Rewrite all of the lines below, requests included. Multiply each point coordinate in the answers by 0.45 and round to the nearest whole number, with halves rounding up, while keeping the numbers in the requests and their samples unchanged.
** Start of Dataset rows **
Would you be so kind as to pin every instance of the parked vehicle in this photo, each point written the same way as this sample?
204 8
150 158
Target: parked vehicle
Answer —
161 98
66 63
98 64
** End of Dataset rows **
Solution below =>
Would you be so kind as to pin every instance of the parked vehicle in this photo, each point written the same way as this sample?
204 8
150 158
Target: parked vehicle
Answer —
72 44
30 28
44 29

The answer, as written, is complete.